_AUFGABENSTELLUNG 1:_ Schreib aus der Liste unten die Zeilen von der Zeile mit „of the sailing“ bis zum Ende der Liste unverändert ab, beide Enden eingeschlossen. Die Bilder lässt du dabei weg.

_VORLIEGENDER TEXTAUSZUG:_
⟨

Romanpremiere mit Thilo Bock: Wiese der Wollust

Das Tempelhofer Feld hat jetzt einen eigenen Roman. Thilo Bock stellt ihn heute vor. Ein Freilufttreffen vor dem Volksentscheid.

Skaten? Muss nicht. Spazieren gehen sei ihm lieber, verkündet Thilo Bock vorab. „Skaten kann ich gar nicht.“ Geschweige denn so schnittig auf Inlinern über die Rollbahnen des ehemaligen Flughafens fegen wie Luis, die sexy Protagonistin seines Romans „Tempelhofer Feld“, der heute Abend von ihm und Jakob Hein im Heimathafen Neukölln vorgestellt wird.

Stimmt. Beim Treffen am Eingang Oderstraße auf der Neuköllner Seite des Geländes sieht Thilo Bock, wie er da so in Karohemd und Jutebeutel in die Nachmittagssonne blinzelt, nicht nach einem Anhänger körperlicher Ertüchtigung aus. Er ist eher der gemütliche Typ und gehört damit potenziell zur Feld-Fraktion der Rumhänger, Picknicker, Wolkengucker. Wenn überhaupt.

⟩

_AUFGABENSTELLUNG 2:_ Übersetze den Satz „Er ist eher der gemütliche Typ und gehört damit potenziell zur Feld-Fraktion der Rumhänger, Picknicker, Wolkengucker.“ aus dem Textauszug über den Roman „Tempelhofer Feld“ ins Englische.

_DATENZEILEN:_

⟨

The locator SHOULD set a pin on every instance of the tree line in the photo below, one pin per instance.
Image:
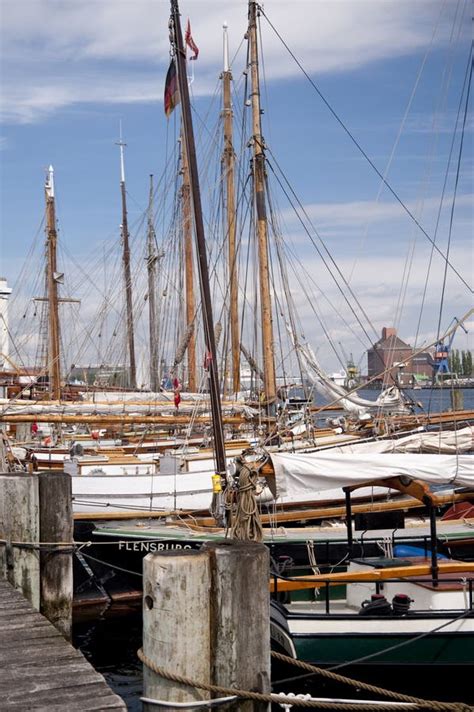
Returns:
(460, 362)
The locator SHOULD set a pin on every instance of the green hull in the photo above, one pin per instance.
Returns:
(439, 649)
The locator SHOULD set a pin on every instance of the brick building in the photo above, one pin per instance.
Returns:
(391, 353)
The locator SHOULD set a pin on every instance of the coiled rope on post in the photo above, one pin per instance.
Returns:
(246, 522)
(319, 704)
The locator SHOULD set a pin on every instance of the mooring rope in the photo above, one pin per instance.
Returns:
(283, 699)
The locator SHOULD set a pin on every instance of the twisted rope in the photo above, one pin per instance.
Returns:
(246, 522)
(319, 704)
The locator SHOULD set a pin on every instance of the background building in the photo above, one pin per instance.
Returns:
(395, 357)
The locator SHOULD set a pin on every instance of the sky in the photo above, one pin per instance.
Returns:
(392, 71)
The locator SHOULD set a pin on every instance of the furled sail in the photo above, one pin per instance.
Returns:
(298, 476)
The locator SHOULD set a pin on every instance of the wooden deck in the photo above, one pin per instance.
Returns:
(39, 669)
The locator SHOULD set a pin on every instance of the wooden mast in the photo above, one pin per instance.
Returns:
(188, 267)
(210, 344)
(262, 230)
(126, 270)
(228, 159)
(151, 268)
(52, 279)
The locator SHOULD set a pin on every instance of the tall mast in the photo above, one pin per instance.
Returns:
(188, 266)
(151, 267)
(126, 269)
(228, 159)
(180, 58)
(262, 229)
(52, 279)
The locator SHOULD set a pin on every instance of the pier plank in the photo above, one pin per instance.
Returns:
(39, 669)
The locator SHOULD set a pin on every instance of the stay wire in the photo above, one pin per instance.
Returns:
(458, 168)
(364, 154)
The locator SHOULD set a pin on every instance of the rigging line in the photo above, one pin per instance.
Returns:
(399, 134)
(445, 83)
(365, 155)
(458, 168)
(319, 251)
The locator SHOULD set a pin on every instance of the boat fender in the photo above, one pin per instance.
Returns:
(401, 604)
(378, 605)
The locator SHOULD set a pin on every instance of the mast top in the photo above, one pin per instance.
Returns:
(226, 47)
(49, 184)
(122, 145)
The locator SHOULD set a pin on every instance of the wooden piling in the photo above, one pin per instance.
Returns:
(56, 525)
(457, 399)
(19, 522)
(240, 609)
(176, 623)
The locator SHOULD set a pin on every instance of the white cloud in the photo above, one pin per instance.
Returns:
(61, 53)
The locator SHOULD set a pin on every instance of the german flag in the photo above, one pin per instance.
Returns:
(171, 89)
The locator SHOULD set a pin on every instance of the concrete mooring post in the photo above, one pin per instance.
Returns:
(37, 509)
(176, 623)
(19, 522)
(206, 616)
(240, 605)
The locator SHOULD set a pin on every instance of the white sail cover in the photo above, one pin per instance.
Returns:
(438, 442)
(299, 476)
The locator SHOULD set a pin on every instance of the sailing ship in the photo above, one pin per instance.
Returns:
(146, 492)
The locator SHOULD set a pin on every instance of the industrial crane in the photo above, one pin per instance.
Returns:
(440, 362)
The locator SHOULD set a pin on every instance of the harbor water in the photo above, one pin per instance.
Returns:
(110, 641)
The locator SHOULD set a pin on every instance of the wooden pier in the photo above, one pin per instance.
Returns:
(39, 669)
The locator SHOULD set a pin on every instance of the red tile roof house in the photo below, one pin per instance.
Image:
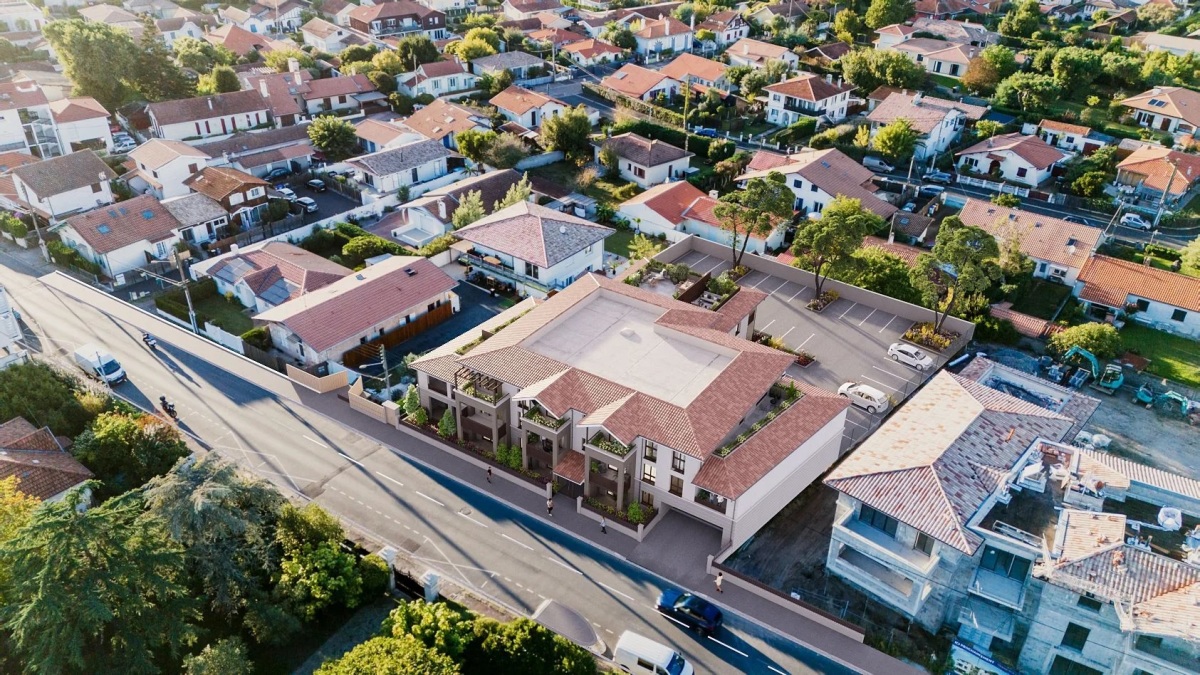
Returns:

⟩

_ANTWORT 1:_
The locator SHOULD set a pin on every instance of the sailing ship in the photo above, one pin per instance.
Returns:
(146, 492)
The locator SHOULD set a pin on every instance of the industrial crane in the photo above, one pin per instance.
Returns:
(440, 362)
The locator SHOULD set a pin on every instance of the harbor water in the photo above, one pin per instance.
Returns:
(110, 641)
The locator SHOULD set a pin on every instance of the wooden pier in the photo above, one pin per instance.
Returns:
(39, 669)
The locator SHOULD set a pin on every instance of the red tile roof house in the photo below, one pin per instance.
Image:
Returns:

_ANTWORT 2:_ He is more the easygoing type and thus potentially belongs to the field's faction of loafers, picnickers and cloud-watchers.